### THE TASK
Please locate each line of the listing below that contains the string "white" and copy those lines out. Case counts.

[A block of data]

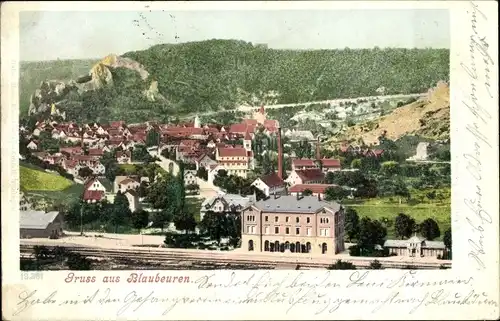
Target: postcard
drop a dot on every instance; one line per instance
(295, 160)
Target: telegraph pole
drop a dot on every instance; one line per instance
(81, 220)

* * *

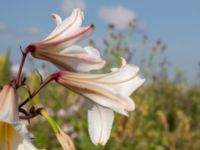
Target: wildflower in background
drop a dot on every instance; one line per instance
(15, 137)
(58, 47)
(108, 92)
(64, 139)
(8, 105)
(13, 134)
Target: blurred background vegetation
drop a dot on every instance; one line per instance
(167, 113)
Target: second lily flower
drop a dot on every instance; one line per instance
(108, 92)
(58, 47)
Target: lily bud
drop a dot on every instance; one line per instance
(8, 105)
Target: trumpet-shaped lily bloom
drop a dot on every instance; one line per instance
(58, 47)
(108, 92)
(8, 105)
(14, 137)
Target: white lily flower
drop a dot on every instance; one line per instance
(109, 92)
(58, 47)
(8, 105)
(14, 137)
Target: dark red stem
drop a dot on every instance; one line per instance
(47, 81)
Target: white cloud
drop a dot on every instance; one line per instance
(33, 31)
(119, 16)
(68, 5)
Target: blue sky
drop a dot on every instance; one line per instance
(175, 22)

### SOLUTION
Target: white lily flower
Target: white cloud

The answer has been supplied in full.